Start of DATA LINES

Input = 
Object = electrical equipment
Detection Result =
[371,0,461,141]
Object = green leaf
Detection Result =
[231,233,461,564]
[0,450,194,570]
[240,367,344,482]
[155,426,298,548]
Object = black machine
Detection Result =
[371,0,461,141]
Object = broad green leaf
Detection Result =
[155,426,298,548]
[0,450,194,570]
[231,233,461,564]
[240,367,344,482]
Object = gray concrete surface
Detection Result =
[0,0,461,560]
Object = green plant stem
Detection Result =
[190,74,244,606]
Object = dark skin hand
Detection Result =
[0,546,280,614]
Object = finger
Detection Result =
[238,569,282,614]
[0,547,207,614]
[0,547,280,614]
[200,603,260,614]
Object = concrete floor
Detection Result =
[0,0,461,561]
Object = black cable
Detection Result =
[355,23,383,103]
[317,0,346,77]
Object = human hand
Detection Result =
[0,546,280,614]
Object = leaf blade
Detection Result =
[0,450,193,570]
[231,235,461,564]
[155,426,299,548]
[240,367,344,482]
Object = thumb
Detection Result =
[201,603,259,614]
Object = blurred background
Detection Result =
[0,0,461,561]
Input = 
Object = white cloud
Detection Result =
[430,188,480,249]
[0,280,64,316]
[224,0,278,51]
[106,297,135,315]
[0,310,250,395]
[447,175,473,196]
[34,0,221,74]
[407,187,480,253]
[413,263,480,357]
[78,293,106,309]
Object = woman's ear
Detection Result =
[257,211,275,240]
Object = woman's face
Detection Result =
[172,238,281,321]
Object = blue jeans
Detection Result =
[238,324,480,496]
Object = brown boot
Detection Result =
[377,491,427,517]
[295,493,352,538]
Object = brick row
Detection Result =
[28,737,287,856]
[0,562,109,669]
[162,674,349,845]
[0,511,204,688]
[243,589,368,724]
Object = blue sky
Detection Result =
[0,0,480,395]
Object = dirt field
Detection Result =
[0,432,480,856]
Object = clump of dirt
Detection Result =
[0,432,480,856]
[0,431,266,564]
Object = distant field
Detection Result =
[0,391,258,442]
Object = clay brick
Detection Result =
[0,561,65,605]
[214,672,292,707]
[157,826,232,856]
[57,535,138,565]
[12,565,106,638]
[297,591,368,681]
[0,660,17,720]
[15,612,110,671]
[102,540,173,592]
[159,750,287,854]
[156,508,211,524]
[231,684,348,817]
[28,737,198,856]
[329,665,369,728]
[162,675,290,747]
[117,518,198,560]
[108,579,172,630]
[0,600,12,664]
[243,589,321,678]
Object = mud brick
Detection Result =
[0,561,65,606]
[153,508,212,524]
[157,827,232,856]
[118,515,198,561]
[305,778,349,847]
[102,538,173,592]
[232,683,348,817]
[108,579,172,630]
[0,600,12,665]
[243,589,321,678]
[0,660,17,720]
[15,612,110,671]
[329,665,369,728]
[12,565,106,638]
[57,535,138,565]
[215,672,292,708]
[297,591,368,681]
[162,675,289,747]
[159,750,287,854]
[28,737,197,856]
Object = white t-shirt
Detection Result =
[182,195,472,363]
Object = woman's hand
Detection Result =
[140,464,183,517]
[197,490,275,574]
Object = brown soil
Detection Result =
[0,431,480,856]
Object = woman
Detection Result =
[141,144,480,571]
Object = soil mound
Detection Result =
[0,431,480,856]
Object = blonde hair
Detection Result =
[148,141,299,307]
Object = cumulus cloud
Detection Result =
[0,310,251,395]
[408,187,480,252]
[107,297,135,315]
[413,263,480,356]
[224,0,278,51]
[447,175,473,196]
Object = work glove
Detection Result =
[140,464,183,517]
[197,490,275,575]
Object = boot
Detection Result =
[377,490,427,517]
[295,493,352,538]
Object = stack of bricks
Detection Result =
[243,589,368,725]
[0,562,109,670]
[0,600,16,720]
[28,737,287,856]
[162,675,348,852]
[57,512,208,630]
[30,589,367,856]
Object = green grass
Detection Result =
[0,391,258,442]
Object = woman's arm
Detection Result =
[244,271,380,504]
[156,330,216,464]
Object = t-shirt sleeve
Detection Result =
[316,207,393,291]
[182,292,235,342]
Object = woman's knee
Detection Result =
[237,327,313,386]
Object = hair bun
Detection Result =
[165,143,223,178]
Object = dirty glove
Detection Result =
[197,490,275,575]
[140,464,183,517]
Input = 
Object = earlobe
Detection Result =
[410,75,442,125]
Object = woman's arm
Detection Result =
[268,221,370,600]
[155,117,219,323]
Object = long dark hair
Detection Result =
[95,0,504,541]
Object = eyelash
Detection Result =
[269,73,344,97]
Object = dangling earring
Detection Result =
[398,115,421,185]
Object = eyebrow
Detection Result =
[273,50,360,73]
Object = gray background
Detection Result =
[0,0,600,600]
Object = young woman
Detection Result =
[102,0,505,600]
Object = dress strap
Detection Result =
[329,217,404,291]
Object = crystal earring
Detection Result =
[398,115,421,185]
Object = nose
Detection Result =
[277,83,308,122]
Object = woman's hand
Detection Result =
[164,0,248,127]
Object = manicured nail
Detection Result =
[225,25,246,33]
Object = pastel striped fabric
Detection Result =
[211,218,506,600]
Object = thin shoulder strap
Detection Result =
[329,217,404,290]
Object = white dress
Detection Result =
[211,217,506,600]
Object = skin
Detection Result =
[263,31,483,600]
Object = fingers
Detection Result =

End of DATA LINES

● TASK TO CARRY OUT:
Quote exactly what appears from the line containing "Object = work glove" through the final line of the listing above, including both of those lines.

● RESPONSE FOR THIS EXERCISE:
Object = work glove
Detection Result =
[140,464,183,517]
[197,490,275,575]
Object = boot
Detection Result =
[377,490,427,517]
[295,493,352,538]
Object = stack of bricks
Detection Result =
[243,589,368,725]
[0,562,109,670]
[0,600,16,720]
[28,737,287,856]
[162,675,348,852]
[57,512,208,630]
[30,589,367,856]
Object = green grass
Detection Result =
[0,391,258,442]
Object = woman's arm
Detection Result =
[244,271,380,504]
[156,330,216,464]
Object = t-shirt sleeve
Detection Result =
[316,207,393,291]
[182,292,235,342]
Object = woman's knee
Detection Result =
[237,327,313,386]
Object = hair bun
Detection Result =
[165,143,223,178]
Object = dirty glove
Detection Result =
[197,490,275,575]
[140,464,183,517]
Input = 
Object = earlobe
Detection Result =
[410,75,442,125]
Object = woman's arm
Detection Result =
[268,221,370,600]
[155,117,219,323]
Object = long dark hair
Detection Result =
[95,0,504,541]
Object = eyelash
Detection Result =
[269,73,344,97]
Object = dangling earring
Detection Result =
[398,115,421,185]
Object = eyebrow
Detection Result =
[273,50,360,73]
Object = gray background
Detection Result =
[0,0,600,600]
Object = young woman
Detection Result =
[102,0,505,600]
Object = dress strap
Detection Result =
[329,217,404,291]
Object = crystal earring
Detection Result =
[398,115,421,185]
Object = nose
Detection Result =
[277,83,308,122]
Object = woman's hand
Detection Result =
[164,0,248,127]
Object = manicured nail
Detection Result =
[225,25,246,33]
Object = pastel striped fabric
Detection Result =
[211,218,506,600]
Object = thin shoulder strap
Detection Result =
[329,217,404,290]
Object = white dress
Detection Result =
[211,217,506,600]
Object = skin
Detection Result =
[263,31,483,600]
Object = fingers
Detection Result =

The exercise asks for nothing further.